+++ QUOTED PASSAGE +++

While on the road, Marshall provided a correspondence course on freelance journalism for Melbourne Technical College, and in 1944 he was engaged by the Army Education Service to deliver a series of lectures. In 1945 and 1946 he drove by car through Queensland and the Northern Territory, where his first extended encounters with Aborigines included visits to sacred sites. The result of these experiences was Ourselves Writ Strange (1948), reissued as These Were My Tribesmen (1965), and two later books on Aboriginal myths.

Although Olive supported Marshall during these journeys, there were tensions between her desire to settle down and his determination to travel and write. They had several separations and were divorced shortly before her death in 1957. Marshall did not marry again, but had many warm epistolary and personal relationships with women. His weekly advice column, ‘Alan Marshall’s Casebook’, ran in the Argus from 1952 until the paper’s cessation in 1957, and was distinguished by its common-sense approach to lonely men and women, wives with drinking husbands, bewildered teenagers, troubled parents and self-righteous straiteners.

Marshall’s first commercially published volume of short stories, Tell Us About the Turkey, Jo (1946), was followed by two collections of newspaper sketches, Pull Down the Blind (1949) and Bumping into Friends (1950). Yarns of the mythical Speewah station, published in How’s Andy Going? (1956), showed his interest in Australian humour and folklore, and with the artist Doug Tainsh, he later developed these tales into a series of comic strips for the Argus.

+++ DATASET CONTENT +++

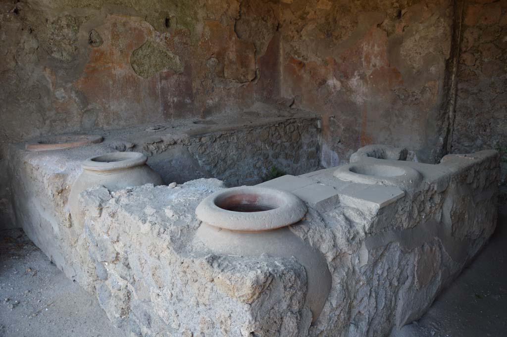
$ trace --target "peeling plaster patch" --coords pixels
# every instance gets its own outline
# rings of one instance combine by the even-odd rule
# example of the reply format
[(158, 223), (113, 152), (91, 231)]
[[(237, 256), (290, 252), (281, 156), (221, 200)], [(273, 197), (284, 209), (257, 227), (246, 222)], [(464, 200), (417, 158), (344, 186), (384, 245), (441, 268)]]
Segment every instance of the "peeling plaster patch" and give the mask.
[(177, 55), (150, 40), (132, 52), (130, 64), (135, 73), (145, 79), (164, 70), (181, 73), (184, 68)]
[(337, 80), (336, 78), (334, 76), (333, 77), (332, 79), (330, 79), (327, 81), (326, 83), (328, 84), (328, 86), (331, 89), (333, 92), (339, 91), (340, 89), (342, 88), (341, 83)]
[(333, 167), (338, 166), (340, 163), (340, 158), (338, 157), (338, 154), (332, 150), (325, 143), (322, 144), (321, 155), (321, 164), (324, 167)]
[(237, 38), (231, 41), (225, 55), (225, 78), (240, 83), (254, 80), (256, 76), (255, 47), (254, 44)]

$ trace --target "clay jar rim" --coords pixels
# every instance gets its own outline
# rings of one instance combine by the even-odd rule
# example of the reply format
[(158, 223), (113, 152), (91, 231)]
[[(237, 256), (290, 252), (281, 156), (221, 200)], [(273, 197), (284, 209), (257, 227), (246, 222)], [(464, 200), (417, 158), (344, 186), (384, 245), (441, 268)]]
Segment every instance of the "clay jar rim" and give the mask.
[(346, 181), (368, 184), (405, 186), (420, 183), (422, 176), (404, 161), (369, 157), (337, 169), (333, 175)]
[[(259, 211), (230, 210), (245, 206)], [(264, 209), (269, 208), (267, 210)], [(196, 208), (197, 218), (219, 228), (241, 232), (268, 231), (295, 223), (306, 213), (305, 204), (294, 194), (276, 189), (241, 186), (205, 198)]]
[(91, 171), (115, 171), (143, 165), (148, 160), (139, 152), (110, 152), (88, 158), (81, 167)]
[(78, 147), (102, 142), (100, 135), (67, 134), (49, 136), (26, 143), (25, 148), (30, 151), (47, 151)]

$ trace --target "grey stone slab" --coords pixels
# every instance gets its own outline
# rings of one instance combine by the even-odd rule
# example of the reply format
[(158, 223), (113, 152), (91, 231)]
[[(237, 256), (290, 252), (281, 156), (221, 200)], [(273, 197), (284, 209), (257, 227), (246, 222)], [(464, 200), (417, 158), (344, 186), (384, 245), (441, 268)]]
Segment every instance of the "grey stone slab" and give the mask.
[(322, 184), (313, 183), (292, 193), (321, 211), (336, 207), (340, 202), (338, 191), (331, 186)]
[(290, 192), (313, 183), (315, 183), (315, 181), (311, 179), (286, 174), (265, 181), (257, 186), (278, 189)]

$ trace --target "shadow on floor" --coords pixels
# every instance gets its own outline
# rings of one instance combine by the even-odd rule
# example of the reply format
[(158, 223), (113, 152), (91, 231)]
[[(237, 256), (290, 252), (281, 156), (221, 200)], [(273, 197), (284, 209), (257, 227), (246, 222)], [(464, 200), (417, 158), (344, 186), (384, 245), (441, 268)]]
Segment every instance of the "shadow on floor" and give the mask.
[(127, 335), (22, 231), (0, 231), (0, 336)]
[(418, 321), (391, 337), (507, 336), (507, 205), (489, 242)]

+++

▶ SET PROBLEM A
Print the Alan Marshall passage above between "Although Olive supported" and "and self-righteous straiteners.", inclusive.
▶ SET PROBLEM B
According to the Alan Marshall passage above, in which newspaper did his weekly advice column run?

▶ EXERCISE RESULT A
Although Olive supported Marshall during these journeys, there were tensions between her desire to settle down and his determination to travel and write. They had several separations and were divorced shortly before her death in 1957. Marshall did not marry again, but had many warm epistolary and personal relationships with women. His weekly advice column, ‘Alan Marshall’s Casebook’, ran in the Argus from 1952 until the paper’s cessation in 1957, and was distinguished by its common-sense approach to lonely men and women, wives with drinking husbands, bewildered teenagers, troubled parents and self-righteous straiteners.

▶ EXERCISE RESULT B
The Argus